WHAT IS EXPECTED »
Your task is to write out the lines from the line containing "Find the cluster" through the last line of the material, exactly.
╭─ GIVEN RECORDS
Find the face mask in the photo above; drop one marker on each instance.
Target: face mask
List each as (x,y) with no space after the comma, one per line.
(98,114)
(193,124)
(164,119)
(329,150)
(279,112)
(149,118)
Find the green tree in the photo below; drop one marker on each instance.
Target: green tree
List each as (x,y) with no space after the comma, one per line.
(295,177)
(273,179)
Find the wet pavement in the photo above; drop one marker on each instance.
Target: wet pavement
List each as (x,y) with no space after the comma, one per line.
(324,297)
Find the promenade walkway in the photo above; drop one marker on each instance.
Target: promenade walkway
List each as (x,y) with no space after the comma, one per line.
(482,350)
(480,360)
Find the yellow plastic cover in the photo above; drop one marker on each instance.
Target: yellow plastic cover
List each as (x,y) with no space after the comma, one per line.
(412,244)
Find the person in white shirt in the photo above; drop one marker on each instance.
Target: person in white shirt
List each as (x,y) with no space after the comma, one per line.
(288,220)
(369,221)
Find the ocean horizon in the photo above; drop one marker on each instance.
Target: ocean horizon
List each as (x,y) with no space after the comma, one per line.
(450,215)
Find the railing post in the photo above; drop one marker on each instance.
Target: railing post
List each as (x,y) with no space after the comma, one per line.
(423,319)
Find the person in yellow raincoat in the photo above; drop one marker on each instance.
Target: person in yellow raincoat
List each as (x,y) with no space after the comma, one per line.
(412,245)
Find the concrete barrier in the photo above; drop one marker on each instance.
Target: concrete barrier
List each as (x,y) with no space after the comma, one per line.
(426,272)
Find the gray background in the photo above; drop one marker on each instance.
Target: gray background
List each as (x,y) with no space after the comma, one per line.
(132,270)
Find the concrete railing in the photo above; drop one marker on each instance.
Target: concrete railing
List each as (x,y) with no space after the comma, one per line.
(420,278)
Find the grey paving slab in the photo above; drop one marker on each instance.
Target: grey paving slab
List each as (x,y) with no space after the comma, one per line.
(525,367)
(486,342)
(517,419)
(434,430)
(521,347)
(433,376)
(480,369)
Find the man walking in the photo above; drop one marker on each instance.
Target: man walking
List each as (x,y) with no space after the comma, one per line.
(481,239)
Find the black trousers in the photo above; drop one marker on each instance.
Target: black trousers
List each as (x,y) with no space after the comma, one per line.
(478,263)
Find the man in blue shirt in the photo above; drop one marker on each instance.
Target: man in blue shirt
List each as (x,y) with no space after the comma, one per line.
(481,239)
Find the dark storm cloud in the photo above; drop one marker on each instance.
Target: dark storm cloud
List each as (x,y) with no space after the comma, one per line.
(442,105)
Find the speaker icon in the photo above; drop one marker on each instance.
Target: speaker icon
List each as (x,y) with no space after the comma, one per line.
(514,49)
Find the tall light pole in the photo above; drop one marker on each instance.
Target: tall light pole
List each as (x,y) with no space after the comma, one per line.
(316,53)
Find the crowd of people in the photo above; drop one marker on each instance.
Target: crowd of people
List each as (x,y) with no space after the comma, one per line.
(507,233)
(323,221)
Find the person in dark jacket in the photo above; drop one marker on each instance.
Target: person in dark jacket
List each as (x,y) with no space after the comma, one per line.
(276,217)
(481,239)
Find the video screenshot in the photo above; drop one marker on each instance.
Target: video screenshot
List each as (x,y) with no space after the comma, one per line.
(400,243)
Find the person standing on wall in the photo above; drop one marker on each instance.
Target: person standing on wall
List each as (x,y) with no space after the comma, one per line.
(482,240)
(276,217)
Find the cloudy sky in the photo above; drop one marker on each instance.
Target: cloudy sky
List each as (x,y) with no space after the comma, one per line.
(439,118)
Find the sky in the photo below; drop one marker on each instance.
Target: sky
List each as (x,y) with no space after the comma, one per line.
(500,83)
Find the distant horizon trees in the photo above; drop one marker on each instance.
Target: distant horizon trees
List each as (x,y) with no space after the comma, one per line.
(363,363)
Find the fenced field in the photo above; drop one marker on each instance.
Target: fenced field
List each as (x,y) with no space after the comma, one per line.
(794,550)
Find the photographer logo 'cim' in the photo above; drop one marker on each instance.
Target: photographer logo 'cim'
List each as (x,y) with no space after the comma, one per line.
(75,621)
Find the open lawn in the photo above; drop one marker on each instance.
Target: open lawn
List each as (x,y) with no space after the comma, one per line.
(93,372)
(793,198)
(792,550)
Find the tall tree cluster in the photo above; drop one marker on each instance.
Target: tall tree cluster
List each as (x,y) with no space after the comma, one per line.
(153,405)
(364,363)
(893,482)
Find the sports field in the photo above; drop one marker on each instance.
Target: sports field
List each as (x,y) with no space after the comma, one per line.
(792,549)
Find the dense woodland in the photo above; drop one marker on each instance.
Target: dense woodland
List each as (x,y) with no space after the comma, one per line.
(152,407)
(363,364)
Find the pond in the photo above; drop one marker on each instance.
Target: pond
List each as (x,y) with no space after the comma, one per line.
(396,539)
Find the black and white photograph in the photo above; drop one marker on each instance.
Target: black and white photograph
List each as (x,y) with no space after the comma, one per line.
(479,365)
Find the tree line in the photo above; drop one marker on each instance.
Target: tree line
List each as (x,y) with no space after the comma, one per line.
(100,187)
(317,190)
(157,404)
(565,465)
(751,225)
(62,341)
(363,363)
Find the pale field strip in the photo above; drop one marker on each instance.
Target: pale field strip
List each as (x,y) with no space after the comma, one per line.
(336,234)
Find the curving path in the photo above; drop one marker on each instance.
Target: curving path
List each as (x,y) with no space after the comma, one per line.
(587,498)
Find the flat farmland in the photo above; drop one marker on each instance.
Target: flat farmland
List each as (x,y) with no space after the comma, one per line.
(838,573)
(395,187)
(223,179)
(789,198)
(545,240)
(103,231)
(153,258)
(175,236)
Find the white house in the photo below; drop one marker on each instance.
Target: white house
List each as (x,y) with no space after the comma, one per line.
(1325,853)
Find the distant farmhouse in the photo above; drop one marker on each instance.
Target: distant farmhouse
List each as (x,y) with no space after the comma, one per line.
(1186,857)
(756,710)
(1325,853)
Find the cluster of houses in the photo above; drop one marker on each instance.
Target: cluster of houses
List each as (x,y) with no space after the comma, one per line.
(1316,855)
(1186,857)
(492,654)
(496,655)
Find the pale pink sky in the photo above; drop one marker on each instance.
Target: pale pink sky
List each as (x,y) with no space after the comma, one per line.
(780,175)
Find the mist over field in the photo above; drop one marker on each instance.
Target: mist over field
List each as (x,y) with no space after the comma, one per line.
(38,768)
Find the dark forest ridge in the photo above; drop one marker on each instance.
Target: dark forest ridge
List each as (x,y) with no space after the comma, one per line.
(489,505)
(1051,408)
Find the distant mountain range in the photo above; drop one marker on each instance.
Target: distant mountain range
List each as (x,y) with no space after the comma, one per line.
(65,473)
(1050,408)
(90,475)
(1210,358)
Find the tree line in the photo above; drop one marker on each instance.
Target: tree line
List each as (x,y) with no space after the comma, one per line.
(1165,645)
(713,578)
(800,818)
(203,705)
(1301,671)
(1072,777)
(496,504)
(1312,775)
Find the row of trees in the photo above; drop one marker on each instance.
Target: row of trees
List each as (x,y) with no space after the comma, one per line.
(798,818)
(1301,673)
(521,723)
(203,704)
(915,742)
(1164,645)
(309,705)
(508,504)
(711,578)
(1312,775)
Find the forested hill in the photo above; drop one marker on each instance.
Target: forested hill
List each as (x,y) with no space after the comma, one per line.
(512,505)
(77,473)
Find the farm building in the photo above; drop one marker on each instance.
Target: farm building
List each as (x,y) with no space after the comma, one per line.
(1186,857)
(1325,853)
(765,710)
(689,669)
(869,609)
╰─
RESULT »
Find the cluster of houses in the photo above; drop one marker on each instance.
Target: cluster of houses
List each as (x,y) with no space after the comma, one per line.
(1316,855)
(1186,857)
(492,654)
(496,655)
Find the pale pink sky in the photo above; drop one marker on each instance.
Target: pale pink sky
List each as (x,y) with no space after the comma, one per line.
(780,175)
Find the mist over field in the photo above; drop one marker on each instance.
Target: mist over field
List each as (x,y) with no space after the comma, one per line.
(38,768)
Find the dark forest ridge in the photo above; drop one marker on each instance.
Target: dark forest ridge
List each as (x,y) with no space after the comma, one per line.
(489,505)
(1051,408)
Find the distant mountain range in the photo above; drop one marker on each instance.
Target: distant mountain range
List each as (x,y) with no space after the comma, one per line.
(65,473)
(1050,408)
(90,475)
(1210,358)
Find the tree line in the photo above; drop one marker on each instance.
Target: tree line
List each as (x,y) with no space after the comma, one per line.
(1165,645)
(713,578)
(800,818)
(203,705)
(1301,671)
(1072,777)
(496,504)
(1312,775)
Find the row of trees in the photo above; drop one marker on each instance.
Target: row of trees
List each as (x,y) with no space after the comma, one per line.
(798,818)
(1301,673)
(521,723)
(203,704)
(915,742)
(1164,645)
(309,705)
(508,504)
(711,578)
(1312,775)
Find the forested hill in the photo above; drop one marker on each instance.
Target: forested hill
List each as (x,y) with no space after the comma, one per line.
(512,505)
(77,473)
Find the farm building in the photo above; drop one marker on each instance.
Target: farm building
List each as (x,y) with no space after the comma, one per line.
(1186,857)
(1325,853)
(765,710)
(689,669)
(869,609)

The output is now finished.